» Stated exercise:
Please name the two files that the AI agent FAQ below says your rules should be stored in.

How often should I start a new AI agent session?

Start a fresh session (use /new) every time you switch to a different task or context. Running one session for three weeks causes context bloat that destroys agent performance. Fresh session, fresh start.

Why is my AI agent forgetting things mid-conversation?

Context bloat is the most likely culprit. Long sessions pile up tokens and the agent starts losing track. The fix is simple: use /new to start fresh, and make sure your rules are stored in files the agent can actually find (SOUL.md, MEMORY.md).

What does 'honest over helpful' mean for AI Engineering?

When you tell your agent to be 'helpful,' it agrees with everything you say. When you tell it to be 'honest,' it challenges bad ideas. Switching from helpful to honest made my agent push back when my plan didn't make sense—way more valuable than blind agreement.

How do I prevent my AI agent from erasing files?

Store your rules in the right location and make sure the agent knows where to find them. I had subagents erasing files because the rules weren't mapped correctly. Check your SOUL.md location and verify the agent can access it every session.

What's the best way to test if my AI agent setup is working?

Start with simple, verifiable tasks before moving to complex work. Set a reminder. Create a file. Something you can immediately check. I wasted days on complex tasks before testing the basics. Test small first, then scale up.

Which AI model is best for complex agent tasks in 2026?

After testing Grok Heavy, MiniMax 2.5, Kimi K2.5, and Qwen 3.5:397b, Qwen 3.5 delivers the best balance of reasoning accuracy and instruction following. The key isn't the model—it's session hygiene, clear prompts, and proper rule structure.

Why Your AI Agent Went Paralyzed: When Rules Become Handcuffs

Fresh session. Clear goals. Everything's humming. Then something snaps. Article 3 deployed in under five minutes. Clean. Fast. No drama. Article 4? Eight-plus hours. Same task. Same workflow. Same agent.

» Dataset excerpts:
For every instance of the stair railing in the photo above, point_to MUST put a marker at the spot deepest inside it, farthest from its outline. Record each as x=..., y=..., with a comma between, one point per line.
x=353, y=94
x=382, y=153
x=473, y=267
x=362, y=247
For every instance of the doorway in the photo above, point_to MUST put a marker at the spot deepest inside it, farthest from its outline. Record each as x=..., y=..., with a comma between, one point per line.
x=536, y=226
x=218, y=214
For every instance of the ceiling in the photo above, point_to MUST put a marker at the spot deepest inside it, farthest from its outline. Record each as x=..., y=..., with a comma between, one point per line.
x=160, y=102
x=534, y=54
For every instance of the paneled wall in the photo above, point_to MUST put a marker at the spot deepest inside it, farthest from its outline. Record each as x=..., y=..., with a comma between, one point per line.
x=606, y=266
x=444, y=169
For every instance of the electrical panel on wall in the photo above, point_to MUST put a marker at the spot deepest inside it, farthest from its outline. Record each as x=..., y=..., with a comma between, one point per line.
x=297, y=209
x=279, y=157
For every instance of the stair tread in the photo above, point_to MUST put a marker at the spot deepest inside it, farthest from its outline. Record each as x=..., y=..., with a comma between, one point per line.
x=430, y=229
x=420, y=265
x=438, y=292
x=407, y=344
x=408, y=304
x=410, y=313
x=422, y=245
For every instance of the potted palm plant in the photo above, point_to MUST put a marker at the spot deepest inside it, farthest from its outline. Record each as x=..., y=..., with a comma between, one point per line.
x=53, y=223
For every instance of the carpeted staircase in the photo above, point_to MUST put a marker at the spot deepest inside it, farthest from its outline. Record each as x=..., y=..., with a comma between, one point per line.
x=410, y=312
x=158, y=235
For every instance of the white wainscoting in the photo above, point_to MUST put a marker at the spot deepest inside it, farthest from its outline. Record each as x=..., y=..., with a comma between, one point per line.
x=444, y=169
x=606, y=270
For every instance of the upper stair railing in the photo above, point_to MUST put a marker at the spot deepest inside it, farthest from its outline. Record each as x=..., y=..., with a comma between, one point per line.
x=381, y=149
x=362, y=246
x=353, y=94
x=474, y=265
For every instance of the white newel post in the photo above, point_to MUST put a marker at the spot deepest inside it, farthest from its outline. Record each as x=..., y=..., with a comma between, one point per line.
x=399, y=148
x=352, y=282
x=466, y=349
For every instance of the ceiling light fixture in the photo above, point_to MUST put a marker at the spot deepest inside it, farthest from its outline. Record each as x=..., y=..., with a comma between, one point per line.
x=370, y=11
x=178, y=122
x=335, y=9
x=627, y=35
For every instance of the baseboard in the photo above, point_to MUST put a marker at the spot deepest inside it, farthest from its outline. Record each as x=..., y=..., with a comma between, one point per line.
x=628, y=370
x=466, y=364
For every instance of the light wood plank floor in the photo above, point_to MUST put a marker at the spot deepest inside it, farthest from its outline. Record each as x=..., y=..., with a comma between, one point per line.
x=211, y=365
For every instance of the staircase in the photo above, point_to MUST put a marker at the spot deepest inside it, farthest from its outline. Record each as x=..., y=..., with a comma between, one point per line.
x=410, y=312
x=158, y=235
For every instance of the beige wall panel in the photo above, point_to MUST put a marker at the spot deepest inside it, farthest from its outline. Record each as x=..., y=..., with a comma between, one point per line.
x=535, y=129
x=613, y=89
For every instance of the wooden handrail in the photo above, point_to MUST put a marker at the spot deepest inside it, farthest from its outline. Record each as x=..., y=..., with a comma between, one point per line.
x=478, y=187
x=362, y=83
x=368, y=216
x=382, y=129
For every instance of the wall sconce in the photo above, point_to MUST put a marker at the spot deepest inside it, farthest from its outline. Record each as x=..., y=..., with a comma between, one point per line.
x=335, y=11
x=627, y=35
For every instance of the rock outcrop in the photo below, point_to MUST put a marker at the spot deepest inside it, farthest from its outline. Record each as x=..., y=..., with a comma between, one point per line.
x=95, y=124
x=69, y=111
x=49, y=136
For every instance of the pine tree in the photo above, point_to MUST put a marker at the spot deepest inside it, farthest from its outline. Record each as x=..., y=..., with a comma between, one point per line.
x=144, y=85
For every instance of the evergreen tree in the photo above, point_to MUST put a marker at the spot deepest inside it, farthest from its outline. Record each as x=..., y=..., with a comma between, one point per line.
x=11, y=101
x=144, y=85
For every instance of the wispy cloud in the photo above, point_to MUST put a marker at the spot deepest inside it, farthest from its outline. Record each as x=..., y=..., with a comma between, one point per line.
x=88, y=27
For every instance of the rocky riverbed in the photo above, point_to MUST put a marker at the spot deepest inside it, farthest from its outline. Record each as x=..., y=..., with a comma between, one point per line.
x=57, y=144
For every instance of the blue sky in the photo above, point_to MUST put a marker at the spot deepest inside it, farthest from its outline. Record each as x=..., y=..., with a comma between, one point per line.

» Answer to the task:
SOUL.md and MEMORY.md